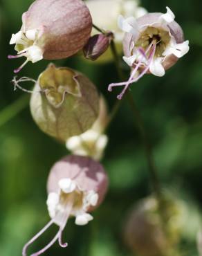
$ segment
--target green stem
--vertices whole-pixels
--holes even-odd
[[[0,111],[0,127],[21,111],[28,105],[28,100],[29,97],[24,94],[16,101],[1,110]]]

═══

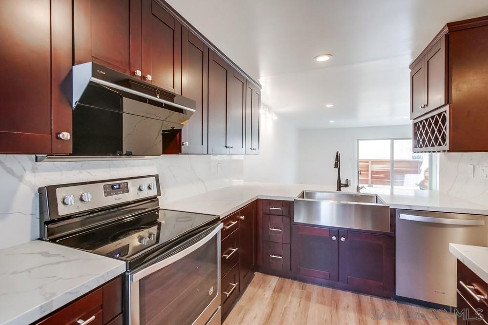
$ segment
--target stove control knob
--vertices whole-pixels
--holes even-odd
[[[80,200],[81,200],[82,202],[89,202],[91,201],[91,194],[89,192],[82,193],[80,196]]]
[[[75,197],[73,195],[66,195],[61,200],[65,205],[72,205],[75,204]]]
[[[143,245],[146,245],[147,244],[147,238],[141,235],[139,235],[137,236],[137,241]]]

═══

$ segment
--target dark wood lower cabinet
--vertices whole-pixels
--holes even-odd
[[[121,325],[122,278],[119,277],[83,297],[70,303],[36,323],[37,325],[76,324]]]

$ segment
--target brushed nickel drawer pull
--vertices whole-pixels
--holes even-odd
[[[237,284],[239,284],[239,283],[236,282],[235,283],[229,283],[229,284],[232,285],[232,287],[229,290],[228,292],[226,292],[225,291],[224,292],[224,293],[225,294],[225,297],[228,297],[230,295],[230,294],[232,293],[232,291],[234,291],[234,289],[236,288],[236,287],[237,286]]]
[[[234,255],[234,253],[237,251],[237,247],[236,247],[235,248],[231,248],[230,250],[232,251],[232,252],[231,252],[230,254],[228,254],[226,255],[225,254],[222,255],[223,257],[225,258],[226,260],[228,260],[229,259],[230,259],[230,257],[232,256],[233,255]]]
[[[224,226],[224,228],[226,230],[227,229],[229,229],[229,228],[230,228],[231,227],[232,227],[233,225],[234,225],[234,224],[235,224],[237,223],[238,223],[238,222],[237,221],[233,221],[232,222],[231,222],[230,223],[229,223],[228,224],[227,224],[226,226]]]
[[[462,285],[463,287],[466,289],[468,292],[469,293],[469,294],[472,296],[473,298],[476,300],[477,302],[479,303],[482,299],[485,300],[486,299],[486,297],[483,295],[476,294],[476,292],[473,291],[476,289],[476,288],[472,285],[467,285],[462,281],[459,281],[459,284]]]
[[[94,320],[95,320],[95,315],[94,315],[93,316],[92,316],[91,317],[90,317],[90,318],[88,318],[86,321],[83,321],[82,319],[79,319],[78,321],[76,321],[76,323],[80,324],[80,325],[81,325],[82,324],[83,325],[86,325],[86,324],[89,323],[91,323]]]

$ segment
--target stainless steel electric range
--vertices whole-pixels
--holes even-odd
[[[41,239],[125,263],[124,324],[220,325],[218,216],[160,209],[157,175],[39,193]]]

═══

* [What is expected]: List every line in the records above that contains the word "target".

* [Result for this exercise]:
--target green stem
--target stove control knob
--target dark wood lower cabinet
--target brushed nickel drawer pull
--target stainless steel electric range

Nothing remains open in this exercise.